> [Problem to solve]:
Without omitting anything, return the records precisely as given.

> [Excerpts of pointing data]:
-*-*-

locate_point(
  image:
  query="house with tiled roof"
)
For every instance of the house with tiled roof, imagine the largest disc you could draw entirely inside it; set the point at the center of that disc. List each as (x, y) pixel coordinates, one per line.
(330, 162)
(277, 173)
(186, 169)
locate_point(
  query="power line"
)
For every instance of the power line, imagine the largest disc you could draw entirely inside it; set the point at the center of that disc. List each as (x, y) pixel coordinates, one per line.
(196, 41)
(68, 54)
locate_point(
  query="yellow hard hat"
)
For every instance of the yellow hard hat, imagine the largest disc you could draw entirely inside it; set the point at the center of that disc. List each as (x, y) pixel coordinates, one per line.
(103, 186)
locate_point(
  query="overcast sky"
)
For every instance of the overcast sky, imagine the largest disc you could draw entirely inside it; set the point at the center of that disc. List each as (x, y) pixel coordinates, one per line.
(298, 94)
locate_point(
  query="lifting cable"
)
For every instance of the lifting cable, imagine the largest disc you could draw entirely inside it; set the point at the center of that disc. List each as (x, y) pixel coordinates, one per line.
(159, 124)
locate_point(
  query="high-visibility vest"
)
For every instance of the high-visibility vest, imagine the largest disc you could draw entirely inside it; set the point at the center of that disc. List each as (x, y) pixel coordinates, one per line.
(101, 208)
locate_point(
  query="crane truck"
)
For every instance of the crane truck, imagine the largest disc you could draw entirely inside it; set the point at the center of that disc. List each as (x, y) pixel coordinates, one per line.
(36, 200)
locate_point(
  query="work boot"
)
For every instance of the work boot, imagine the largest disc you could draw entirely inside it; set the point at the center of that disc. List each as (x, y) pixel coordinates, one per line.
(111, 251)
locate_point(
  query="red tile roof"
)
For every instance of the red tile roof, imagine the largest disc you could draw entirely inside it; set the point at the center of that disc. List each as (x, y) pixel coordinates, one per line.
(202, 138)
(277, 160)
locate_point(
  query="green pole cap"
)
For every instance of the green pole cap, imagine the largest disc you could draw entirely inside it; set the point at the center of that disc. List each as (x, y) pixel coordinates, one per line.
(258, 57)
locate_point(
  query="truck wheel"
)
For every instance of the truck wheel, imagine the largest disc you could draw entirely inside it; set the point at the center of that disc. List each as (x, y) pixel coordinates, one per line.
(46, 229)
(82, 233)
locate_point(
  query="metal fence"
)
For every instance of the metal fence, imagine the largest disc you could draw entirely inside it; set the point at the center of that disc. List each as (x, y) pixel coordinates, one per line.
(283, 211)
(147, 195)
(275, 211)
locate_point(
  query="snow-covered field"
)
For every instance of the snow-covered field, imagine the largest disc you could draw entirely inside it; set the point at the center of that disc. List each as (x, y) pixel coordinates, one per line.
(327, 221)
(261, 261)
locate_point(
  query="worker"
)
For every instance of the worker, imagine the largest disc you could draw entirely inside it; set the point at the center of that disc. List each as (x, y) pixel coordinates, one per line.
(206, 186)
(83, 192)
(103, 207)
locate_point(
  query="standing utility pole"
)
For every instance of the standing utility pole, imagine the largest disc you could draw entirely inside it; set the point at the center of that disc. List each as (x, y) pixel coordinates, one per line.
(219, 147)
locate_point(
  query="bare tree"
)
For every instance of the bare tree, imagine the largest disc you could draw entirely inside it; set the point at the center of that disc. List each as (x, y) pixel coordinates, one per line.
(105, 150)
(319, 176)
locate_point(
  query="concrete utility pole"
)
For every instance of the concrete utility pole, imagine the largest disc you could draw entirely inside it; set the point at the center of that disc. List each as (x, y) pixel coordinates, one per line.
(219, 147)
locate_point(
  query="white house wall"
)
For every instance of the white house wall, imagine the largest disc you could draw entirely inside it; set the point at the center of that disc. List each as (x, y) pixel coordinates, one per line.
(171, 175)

-*-*-

> [Reply to the task]:
locate_point(
  image:
  query="house with tiled roof"
)
For every instance of the house with tiled roof, imagine the largest disc you could draw entirely inside it; set the point at the center of that disc. List each as (x, y) pixel coordinates, one per line.
(330, 162)
(277, 173)
(186, 169)
locate_point(
  query="power line"
)
For every instance of the power line, imagine the largest disc you could draw entirely inside it; set the point at the center of that disc. List each as (x, y) pixel coordinates, one per line.
(196, 41)
(68, 54)
locate_point(
  query="yellow hard hat"
)
For every instance of the yellow hard hat, imagine the largest disc you could draw entirely inside it; set the point at the center of that disc. List each as (x, y) pixel coordinates, one per line.
(103, 186)
locate_point(
  query="overcast sky"
)
For every instance of the overcast sky, imagine the largest disc you could draw entirely inside it; set the point at the center of that disc. List each as (x, y) pixel coordinates, one per line.
(298, 94)
locate_point(
  query="lifting cable"
)
For every instance of the lifting cable, imagine the largest disc you could draw entirely inside it; set the point at the center of that disc. List each as (x, y) pixel coordinates, one per line.
(159, 124)
locate_point(
  query="high-visibility vest"
)
For every instance of the high-visibility vest, imagine the largest disc you could draw entirely inside it; set the point at the center of that disc. List each as (x, y) pixel coordinates, one per line.
(101, 208)
locate_point(
  query="crane truck"
)
For every instance of the crane truck, imagine the largest disc you could draw entirely inside it; set the point at the center of that disc. List each as (x, y) pixel coordinates, one per line.
(36, 200)
locate_point(
  query="work boot"
)
For every instance of the work boot, imagine the largest disc you could draw entirely inside it; set the point at the center of that disc. List each as (x, y) pixel coordinates, one per line.
(111, 251)
locate_point(
  query="red tile roof"
)
For every instance of the red tile roof, imagine the largest disc you could draw entirely inside it; set the point at the center of that disc. List each as (x, y) pixel coordinates, one per line.
(202, 138)
(277, 160)
locate_point(
  query="green pole cap"
)
For every instance of the green pole cap, imagine the largest disc you could draw entirely inside it; set the point at the center of that disc. List each as (x, y) pixel coordinates, one per line.
(258, 57)
locate_point(
  query="truck wheel"
)
For every instance of the truck wheel, imagine the largest disc you could draw entirely inside it; set the point at the center of that disc. List each as (x, y) pixel coordinates, one per line.
(46, 229)
(82, 233)
locate_point(
  query="metal fence"
)
For every instance of the metal fence, imagine the largest disc you could draw entirely inside it; set the point at the center of that disc. List each as (x, y) pixel coordinates, one per line.
(283, 211)
(147, 195)
(275, 211)
locate_point(
  query="snow-covered field"
)
For every instance of the snow-covered field, imagine the largest disc you could draw entirely inside it; set the point at the center of that disc. List each as (x, y) pixel coordinates, one per line.
(327, 221)
(261, 261)
locate_point(
  query="worker"
)
For every instance of the worker, imagine the largest disc you could draw entirely inside it; set the point at the center of that disc. List each as (x, y) pixel coordinates, one per line.
(206, 186)
(83, 192)
(103, 207)
locate_point(
  query="standing utility pole"
)
For every instance of the standing utility pole, imagine the largest disc you could draw entirely inside it; set the point at the center of that disc. List each as (x, y) pixel coordinates, one per line.
(219, 147)
locate_point(
  query="bare tree"
)
For every instance of the bare tree, imagine the largest disc you could draw entirely inside it; set the point at the center of that disc. List each as (x, y) pixel coordinates, one per line.
(105, 150)
(319, 176)
locate_point(
  query="concrete utility pole"
)
For every instance of the concrete utility pole, imagine the largest disc you could draw entirely inside it; set the point at the center of that disc. List each as (x, y) pixel coordinates, one per line.
(219, 147)
locate_point(
  query="white house wall"
)
For every instance of the white house wall, imagine the largest disc you could draw entirely inside it; set the point at the center of that disc. List each as (x, y) pixel coordinates, one per line.
(171, 175)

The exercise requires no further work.